PROBLEM TO SOLVE. Produce again, without any change, the lines running from the one with "the car roof" through the final line of the data below, and only those.

[EXERCISE DATA — start]

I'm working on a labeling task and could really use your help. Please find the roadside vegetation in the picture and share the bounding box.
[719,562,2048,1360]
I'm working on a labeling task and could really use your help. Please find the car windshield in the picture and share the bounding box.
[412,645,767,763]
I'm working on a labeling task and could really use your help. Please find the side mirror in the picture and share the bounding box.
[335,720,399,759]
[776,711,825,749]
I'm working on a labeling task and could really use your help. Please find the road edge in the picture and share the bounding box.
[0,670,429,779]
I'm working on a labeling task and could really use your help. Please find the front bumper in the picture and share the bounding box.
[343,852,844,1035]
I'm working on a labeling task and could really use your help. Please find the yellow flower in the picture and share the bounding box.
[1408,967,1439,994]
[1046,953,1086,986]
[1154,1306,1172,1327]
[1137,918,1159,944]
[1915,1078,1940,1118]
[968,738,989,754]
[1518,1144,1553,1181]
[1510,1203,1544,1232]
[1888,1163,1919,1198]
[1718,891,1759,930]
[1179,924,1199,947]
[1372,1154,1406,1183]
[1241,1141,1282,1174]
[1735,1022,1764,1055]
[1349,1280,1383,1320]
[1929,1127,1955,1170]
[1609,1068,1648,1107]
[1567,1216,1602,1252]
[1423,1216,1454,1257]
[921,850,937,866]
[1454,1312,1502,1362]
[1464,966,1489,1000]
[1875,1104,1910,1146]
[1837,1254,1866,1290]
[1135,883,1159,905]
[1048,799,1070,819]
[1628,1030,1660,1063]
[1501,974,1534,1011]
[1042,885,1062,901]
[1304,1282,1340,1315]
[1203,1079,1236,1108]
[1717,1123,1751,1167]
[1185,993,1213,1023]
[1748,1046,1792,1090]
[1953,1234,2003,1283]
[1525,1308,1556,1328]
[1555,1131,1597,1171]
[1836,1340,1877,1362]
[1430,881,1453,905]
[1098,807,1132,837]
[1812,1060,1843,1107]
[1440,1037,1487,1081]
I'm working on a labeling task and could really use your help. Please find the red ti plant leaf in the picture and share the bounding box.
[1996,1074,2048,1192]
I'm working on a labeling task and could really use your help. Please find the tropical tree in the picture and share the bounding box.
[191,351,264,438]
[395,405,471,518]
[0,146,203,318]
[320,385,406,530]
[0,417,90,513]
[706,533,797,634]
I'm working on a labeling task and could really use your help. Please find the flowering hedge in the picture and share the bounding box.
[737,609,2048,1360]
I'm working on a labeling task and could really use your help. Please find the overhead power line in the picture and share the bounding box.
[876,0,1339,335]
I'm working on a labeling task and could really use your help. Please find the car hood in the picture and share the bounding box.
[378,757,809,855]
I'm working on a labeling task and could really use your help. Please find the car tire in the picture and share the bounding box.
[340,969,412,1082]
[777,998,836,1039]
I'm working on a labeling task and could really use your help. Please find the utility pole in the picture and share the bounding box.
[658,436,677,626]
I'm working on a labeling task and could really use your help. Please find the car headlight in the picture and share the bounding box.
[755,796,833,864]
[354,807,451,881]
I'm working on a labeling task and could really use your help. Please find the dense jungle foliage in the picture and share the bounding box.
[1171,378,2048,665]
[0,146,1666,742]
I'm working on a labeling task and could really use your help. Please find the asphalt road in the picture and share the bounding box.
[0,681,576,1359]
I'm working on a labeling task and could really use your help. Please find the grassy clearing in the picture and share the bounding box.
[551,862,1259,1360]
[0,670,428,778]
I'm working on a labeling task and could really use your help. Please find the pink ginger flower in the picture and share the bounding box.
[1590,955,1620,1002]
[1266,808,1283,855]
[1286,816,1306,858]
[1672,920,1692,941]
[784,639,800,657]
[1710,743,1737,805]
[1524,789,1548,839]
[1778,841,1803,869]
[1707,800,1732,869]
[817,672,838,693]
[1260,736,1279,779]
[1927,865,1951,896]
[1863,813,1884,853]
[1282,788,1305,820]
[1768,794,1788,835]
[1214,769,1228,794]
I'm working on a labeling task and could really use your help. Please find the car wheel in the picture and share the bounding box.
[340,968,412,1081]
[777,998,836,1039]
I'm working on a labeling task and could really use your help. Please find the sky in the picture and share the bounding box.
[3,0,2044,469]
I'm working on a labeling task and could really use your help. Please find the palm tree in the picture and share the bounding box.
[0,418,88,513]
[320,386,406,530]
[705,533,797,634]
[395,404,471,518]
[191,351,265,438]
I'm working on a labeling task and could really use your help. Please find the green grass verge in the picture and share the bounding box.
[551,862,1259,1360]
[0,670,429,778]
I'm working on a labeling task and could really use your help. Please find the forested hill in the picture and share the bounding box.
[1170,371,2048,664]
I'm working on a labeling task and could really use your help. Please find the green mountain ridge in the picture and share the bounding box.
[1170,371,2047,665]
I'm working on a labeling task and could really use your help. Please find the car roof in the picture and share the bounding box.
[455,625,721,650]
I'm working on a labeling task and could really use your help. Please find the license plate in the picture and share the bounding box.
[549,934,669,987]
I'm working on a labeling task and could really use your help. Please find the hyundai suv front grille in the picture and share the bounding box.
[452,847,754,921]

[EXERCISE DATA — finish]

ANSWER TO THIS TASK.
I'm working on a labeling task and could really use your help. Please find the car roof in the picture and share the bounding box.
[455,625,721,650]
I'm working on a labeling task and could really use your help. Please find the license plate in the picture and share the bounding box.
[549,934,669,987]
I'm working on a labeling task and could really use your help. Please find the hyundai suv front grille in the picture and share the bounding box.
[452,847,754,921]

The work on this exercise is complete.